**Document text:**
The area of forest impacted by fire was heavily reduced as forests were protected by community-driven action of fire lines, pre-controlled burning, and the use of fire watchers who quickly notify the community to keep existing fires from spreading. The Project has also assisted in household transition from fuelwood to alternative energy sources by distributing LPG cooktops and cylinders to a total of 2,537 beneficiaries throughout the Project years, including 220 units.
2020
The Project achieved or exceeded its targets. While forest fire impact areas increased due to a longer dry season, delayed monsoons, and high winds, the Project still reduced the annual burn area from an average of 86 ha per year from 2011 to 2014 to 35 ha per year. There was a 59 percent reduction.
2011
The Federation is registered under the Meghalaya Societies Registration Act as “Ka Synjuk Ki Hima Arliang Wah Umiam, Mawphlang Welfare Society” of Meghalaya. Carbon benefits arising from the project are wholly owned by the Synjuk Federation. They are used to cover the costs of mitigation activities and management, with the balance distributed to the 62 villages within the ten hima through annual development grants.

**Supplied data:**
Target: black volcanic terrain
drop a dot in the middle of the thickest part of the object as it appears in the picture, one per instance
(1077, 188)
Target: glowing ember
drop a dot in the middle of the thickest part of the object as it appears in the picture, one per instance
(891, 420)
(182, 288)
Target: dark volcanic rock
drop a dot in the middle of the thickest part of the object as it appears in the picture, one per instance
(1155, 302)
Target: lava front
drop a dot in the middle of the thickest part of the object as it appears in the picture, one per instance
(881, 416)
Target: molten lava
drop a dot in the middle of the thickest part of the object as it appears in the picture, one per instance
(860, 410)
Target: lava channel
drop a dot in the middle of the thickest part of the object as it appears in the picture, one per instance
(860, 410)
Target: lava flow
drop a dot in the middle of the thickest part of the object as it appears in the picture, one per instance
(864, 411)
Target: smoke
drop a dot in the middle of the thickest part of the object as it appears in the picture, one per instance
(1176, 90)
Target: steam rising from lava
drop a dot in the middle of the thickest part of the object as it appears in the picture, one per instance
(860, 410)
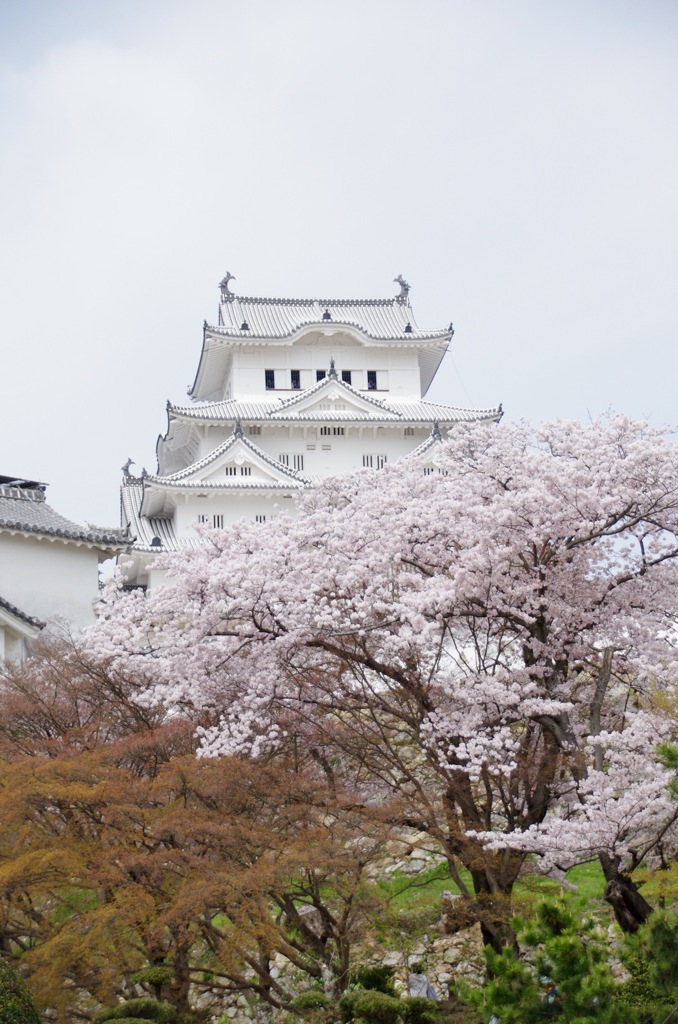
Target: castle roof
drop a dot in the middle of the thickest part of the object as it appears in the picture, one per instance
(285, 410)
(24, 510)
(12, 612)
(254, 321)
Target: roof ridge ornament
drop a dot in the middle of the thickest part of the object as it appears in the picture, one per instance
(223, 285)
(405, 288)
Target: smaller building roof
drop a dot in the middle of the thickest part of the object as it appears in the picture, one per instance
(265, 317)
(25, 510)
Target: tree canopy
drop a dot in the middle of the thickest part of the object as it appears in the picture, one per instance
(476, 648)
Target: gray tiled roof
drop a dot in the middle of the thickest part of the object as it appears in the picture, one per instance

**To do:**
Continue the passage above about the Meghalaya community forest project, starting after its final sentence.

**Task response:**
2010
Ten indigenous Khasi kingdoms of the Umiam watershed formed a United Federation or ‘Synjuk’ to manage and protect their shared watershed. The small Khasi kingdoms on Meghalaya’s upland plateau have governed the land for centuries. Dozens of small hamlets are scattered across the rolling landscape. Khasi indigenous governments (hima) and village councils (dorbar) function as democratic institutions that manage society and the natural environment.